AIM OF THE EXERCISE: Copy all of the data below line for line, changing nothing.

+---+

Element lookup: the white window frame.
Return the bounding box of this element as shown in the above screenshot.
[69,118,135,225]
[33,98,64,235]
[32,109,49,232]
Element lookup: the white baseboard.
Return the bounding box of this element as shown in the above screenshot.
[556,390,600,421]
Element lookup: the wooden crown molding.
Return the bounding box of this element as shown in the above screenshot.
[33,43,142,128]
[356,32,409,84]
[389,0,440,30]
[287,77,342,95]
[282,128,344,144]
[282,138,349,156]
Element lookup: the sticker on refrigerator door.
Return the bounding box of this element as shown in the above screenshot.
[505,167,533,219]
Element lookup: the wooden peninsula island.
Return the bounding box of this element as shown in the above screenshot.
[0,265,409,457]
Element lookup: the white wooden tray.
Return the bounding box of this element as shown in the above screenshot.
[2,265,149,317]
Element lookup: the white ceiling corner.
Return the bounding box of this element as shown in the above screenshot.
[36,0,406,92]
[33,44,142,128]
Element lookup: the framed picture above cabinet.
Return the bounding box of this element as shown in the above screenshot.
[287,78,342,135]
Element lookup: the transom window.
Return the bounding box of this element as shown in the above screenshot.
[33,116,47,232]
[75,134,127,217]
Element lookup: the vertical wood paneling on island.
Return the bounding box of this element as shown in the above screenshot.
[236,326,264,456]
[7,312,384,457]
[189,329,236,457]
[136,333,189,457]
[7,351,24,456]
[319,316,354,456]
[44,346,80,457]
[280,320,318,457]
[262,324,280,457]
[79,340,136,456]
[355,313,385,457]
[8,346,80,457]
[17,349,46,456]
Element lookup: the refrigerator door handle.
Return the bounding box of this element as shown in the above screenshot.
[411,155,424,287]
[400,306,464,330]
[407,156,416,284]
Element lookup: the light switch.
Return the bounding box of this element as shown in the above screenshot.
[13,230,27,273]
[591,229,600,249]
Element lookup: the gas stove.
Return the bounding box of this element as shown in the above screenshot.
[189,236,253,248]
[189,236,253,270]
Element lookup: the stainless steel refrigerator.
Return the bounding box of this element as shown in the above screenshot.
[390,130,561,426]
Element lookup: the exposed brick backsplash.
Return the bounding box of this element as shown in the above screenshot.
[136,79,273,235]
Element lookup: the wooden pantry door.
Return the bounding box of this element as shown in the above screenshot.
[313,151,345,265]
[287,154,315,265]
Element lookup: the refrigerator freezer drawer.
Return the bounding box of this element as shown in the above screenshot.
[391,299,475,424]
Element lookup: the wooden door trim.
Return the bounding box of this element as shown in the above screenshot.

+---+

WORKED ANSWER:
Element lookup: the white window frame.
Return the bounding box of this element as shown in the above screenshot.
[69,118,135,225]
[33,98,64,235]
[32,109,49,232]
Element lookup: the white baseboard.
Return the bounding box of this element as shown in the above screenshot.
[556,390,600,421]
Element lookup: the wooden crown molding.
Return the bounding box of this element as shown in the above screenshot.
[33,43,142,128]
[356,32,409,84]
[389,0,440,30]
[287,77,342,95]
[282,128,344,144]
[282,138,349,156]
Element lookup: the sticker on refrigerator door.
Return the bounding box of this element as shown in the above screenshot.
[505,167,533,219]
Element lookup: the wooden peninsula island.
Return the bounding box of this element as shown in the above screenshot.
[0,265,409,457]
Element lookup: the white wooden tray.
Return the bounding box of this element as shown in the above screenshot.
[2,265,149,317]
Element lookup: the white ceiling corner.
Return the bounding box of this element as shown in the above screenshot.
[36,0,406,92]
[33,44,142,128]
Element lookup: the framed picture above cabinet.
Return the bounding box of this element as shown in the above screenshot.
[287,78,342,135]
Element lookup: the transom window.
Return the bounding box of this element as shown in the above screenshot.
[33,116,47,232]
[75,134,127,217]
Element lookup: the vertical wood paneling on island.
Return the bounding box of this element as shown in the above screenshot.
[236,326,264,456]
[7,312,384,457]
[189,329,236,457]
[136,333,189,457]
[7,351,24,456]
[319,316,354,456]
[44,346,80,457]
[280,320,318,457]
[262,324,280,457]
[79,340,136,456]
[355,313,385,457]
[8,346,80,457]
[17,349,46,456]
Element lookup: the refrigerator door handle.
Return the bounding box of this element as shown in the above screenshot.
[411,155,424,287]
[400,306,464,330]
[407,156,416,284]
Element lookup: the light switch.
Return the bounding box of this element as shown in the above screenshot.
[13,230,27,273]
[591,229,600,249]
Element lookup: the gas stove.
Return the bounding box of this element as shown in the above screenshot.
[189,236,253,248]
[189,236,253,270]
Element lookup: the stainless steel refrigerator.
Return the bounding box of this element as shown in the above screenshot.
[390,130,561,426]
Element lookup: the exposed brick backsplash.
Return the bounding box of this element as shown in the above screenshot.
[136,79,273,235]
Element lookup: the wooden pantry door.
Return the bounding box of this element as shown in the above screenshot.
[313,151,345,265]
[287,154,315,265]
Element lookup: the refrigerator freezer drawer.
Return the bounding box of this element as shown in the above screenshot.
[391,299,475,424]
Element lookup: the wooden door trim.
Return the bounding box of this element as shown in the above screenshot.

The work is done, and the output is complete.